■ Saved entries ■
==================================================

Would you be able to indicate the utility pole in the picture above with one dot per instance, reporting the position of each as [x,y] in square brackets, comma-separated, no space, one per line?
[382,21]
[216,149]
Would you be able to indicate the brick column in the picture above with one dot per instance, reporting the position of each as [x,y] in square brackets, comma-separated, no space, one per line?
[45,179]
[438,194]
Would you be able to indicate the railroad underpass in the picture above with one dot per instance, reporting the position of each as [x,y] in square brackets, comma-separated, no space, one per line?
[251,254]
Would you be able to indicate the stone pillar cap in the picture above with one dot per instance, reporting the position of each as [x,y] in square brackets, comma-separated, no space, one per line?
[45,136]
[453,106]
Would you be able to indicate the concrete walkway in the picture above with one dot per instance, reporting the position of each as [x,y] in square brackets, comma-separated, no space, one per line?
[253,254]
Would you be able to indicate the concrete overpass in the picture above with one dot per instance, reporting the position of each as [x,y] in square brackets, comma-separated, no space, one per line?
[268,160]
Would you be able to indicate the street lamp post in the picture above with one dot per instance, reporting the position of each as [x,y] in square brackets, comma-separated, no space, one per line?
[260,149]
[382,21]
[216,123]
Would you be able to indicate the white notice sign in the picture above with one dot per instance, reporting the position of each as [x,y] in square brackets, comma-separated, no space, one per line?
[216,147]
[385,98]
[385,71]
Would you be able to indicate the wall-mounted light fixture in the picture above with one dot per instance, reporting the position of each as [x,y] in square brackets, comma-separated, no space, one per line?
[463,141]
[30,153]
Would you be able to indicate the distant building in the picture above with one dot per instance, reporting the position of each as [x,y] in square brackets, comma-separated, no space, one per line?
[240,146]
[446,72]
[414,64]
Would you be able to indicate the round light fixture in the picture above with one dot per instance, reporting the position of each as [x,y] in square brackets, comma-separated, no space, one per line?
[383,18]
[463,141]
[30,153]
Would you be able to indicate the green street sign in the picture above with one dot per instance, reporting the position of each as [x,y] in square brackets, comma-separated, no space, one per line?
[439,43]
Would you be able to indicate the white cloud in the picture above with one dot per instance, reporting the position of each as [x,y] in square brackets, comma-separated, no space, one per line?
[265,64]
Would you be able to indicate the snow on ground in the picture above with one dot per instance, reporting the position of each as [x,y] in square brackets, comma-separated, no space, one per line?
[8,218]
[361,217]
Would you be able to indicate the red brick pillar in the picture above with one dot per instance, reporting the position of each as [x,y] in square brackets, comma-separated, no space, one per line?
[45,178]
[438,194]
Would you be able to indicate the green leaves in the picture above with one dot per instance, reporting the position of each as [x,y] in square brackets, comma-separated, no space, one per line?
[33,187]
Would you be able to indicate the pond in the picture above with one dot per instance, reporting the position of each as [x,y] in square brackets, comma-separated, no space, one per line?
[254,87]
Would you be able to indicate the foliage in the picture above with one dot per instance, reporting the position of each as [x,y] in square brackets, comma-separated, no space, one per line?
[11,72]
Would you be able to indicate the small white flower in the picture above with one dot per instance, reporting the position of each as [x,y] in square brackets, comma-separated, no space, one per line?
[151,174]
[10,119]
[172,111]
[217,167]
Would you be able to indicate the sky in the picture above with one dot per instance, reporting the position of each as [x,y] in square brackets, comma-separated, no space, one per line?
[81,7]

==================================================

■ Instructions for the task ■
Repeat only the stretch of lines that opens with the line containing "Would you be able to indicate the white cloud" and closes with the final line of the entries, both included, exactly as written.

■ Result of the task ■
Would you be able to indicate the white cloud in the picture above with one dot per instance, reporting the position of each as [x,y] in square brackets, comma-separated, no space, one per line?
[265,64]
Would you be able to indicate the snow on ground in the picture above with one dot per instance, reporting the position of each as [x,y] in square brackets, comma-separated, no space, one per line?
[8,218]
[361,217]
Would you be able to indicate the red brick pillar in the picture above with one dot per instance, reporting the position of each as [x,y] in square brackets, comma-separated, no space, one per line?
[45,178]
[438,194]
Would you be able to indicate the green leaves in the picture above with one dot per instance, reporting the position of each as [x,y] in square brackets, comma-separated, no space, one per line?
[33,187]
Would you be able to indicate the pond in the picture above with one dot per instance, reporting the position of each as [x,y] in square brackets, comma-separated, no space, one per line?
[254,87]
Would you be able to indicate the foliage in the picture above with one dot per instance, reporting the position of each as [x,y] in square brackets, comma-separated, no space, one per line?
[11,72]
Would you be able to indicate the small white flower in the picture above with one dot per instance, reporting the position of each as [x,y] in square brackets, comma-separated, no space, one per line?
[151,174]
[10,119]
[172,111]
[217,167]
Would you be able to indicate the sky in the picture above with one dot per instance, reporting the position of each as [x,y] in square brackets, comma-separated, no space, one per line?
[81,7]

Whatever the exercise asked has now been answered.